The tools have democratized code generation to the point where a director of marketing can genuinely commit to Git.⁷ But when their “intern” helping them is an AI model embedded in a non-engineering workflow, the mistakes don’t get caught in code review. They get caught in production.⁸

The CFO Is Side-Eyeing Your Tokens 👀

Production incidents are one kind of expensive. There’s another bill coming due, and it’s the literal one.

This shift is recent, landing in the months since Vibe Coding was published. Finance departments up until now have been much like the Ents of Fangorn⁹: slow to wake, slow to rouse, not quite convinced anything was urgent enough to march on. Then Saruman (us engineering wizards) started burning their forest (their cash) at an alarming rate. Now, Finance is awake.¹⁰ (As is a certain CEO.)¹¹

The AI bills are real and visible, and CFOs are asking a fair question: where is the impact? It deserves a better answer than “trust the process.”¹²

There’s a historical echo here. From roughly 2020 to 2022, cheap capital and a growth-at-all-costs mood pushed a lot of companies to over-hire, treating headcount as a proxy for ambition. The correction arrived as layoffs and a sudden corporate religion of “efficiency” and “doing more with less.” The last six months or so have echoed that arc, except this time maybe we over-hired AI: we provisioned maximum horsepower for everything, treated raw token spend as a proxy for being “AI-native,” and only later started asking what all of it actually shipped. Right-sizing your model usage may be part of that same type of correction, just applied to compute instead of people.

Actions to take:
1. According to the passage on AI spending, during roughly which years did cheap capital push many companies to over-hire?
2. Return the stretch of the passage on AI spending from "The AI bills" through "instead of people.", copied word for word.
3. Translate this sentence from the passage on AI spending into Spanish: "There’s another bill coming due, and it’s the literal one."

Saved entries
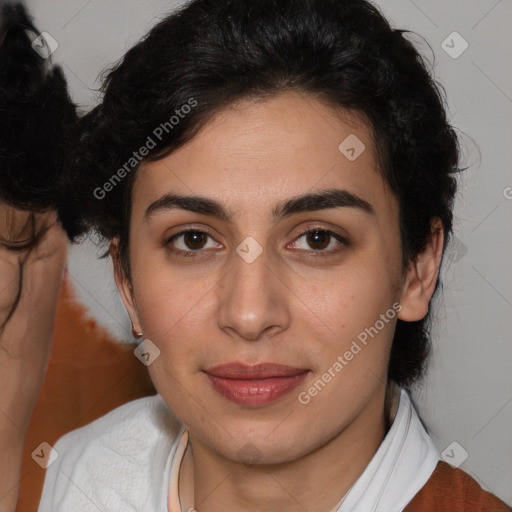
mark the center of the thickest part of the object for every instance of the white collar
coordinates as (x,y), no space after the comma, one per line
(403,463)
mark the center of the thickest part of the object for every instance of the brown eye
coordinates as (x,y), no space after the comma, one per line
(318,239)
(187,243)
(323,241)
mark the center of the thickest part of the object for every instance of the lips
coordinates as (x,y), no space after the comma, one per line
(254,385)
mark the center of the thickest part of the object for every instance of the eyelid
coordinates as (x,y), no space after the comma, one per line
(341,239)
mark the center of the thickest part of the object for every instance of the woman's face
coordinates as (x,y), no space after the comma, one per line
(235,281)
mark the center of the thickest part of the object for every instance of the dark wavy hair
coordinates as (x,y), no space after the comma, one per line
(37,118)
(216,52)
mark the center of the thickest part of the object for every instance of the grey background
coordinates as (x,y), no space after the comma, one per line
(467,396)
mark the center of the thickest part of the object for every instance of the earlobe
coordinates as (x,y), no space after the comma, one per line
(421,277)
(125,288)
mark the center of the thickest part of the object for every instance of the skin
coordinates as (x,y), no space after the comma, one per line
(30,280)
(289,306)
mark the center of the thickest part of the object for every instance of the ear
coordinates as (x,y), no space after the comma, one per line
(421,277)
(124,285)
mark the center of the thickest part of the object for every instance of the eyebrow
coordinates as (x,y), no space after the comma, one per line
(323,200)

Answers for each item:
1. Roughly 2020 to 2022.

2.
The AI bills are real and visible, and CFOs are asking a fair question: where is the impact? It deserves a better answer than “trust the process.”¹²

There’s a historical echo here. From roughly 2020 to 2022, cheap capital and a growth-at-all-costs mood pushed a lot of companies to over-hire, treating headcount as a proxy for ambition. The correction arrived as layoffs and a sudden corporate religion of “efficiency” and “doing more with less.” The last six months or so have echoed that arc, except this time maybe we over-hired AI: we provisioned maximum horsepower for everything, treated raw token spend as a proxy for being “AI-native,” and only later started asking what all of it actually shipped. Right-sizing your model usage may be part of that same type of correction, just applied to compute instead of people.

3. Hay otra factura por vencer, y es la literal.